Pointing and labeling entries:
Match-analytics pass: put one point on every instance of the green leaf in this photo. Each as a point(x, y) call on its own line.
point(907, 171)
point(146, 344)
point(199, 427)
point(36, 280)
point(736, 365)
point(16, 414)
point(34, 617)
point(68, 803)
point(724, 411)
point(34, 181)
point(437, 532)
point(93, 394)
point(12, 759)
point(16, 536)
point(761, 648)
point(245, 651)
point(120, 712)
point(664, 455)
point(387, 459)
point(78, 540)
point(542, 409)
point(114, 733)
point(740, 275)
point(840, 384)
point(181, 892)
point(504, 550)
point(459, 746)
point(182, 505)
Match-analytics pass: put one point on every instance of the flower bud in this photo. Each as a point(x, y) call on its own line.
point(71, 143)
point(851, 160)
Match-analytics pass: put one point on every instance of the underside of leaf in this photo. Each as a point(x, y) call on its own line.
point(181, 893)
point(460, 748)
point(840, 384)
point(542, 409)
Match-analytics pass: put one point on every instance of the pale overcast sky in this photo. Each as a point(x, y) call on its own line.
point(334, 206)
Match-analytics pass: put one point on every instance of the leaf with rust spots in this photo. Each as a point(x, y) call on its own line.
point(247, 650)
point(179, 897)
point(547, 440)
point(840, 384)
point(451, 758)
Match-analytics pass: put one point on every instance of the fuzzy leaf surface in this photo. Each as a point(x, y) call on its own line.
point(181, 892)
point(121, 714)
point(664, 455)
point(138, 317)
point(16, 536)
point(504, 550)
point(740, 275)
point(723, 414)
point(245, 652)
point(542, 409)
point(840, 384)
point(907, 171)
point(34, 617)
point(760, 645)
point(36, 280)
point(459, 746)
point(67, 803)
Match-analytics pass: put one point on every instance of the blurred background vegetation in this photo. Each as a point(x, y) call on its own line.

What you are asked to do: Rewrite the part of the records that opens with the line containing "of the underside" and closes with the line containing "point(451, 758)", replacing "rust spots" with "brown spots" and leaving everything else unchanged.

Worked answer:
Match-analytics pass: put one point on every instance of the underside of leaf in this photo. Each as a point(x, y) call on its own line.
point(181, 893)
point(460, 748)
point(840, 384)
point(542, 409)
Match-analytics pass: put one point on every instance of the pale overcast sky in this photo. Each as a point(x, y) call on its own line.
point(334, 206)
Match-analytics pass: put one point on every instance of the leaf with brown spots in this photo. Each as a point(x, y) call on its own line.
point(247, 650)
point(179, 897)
point(547, 440)
point(840, 384)
point(451, 758)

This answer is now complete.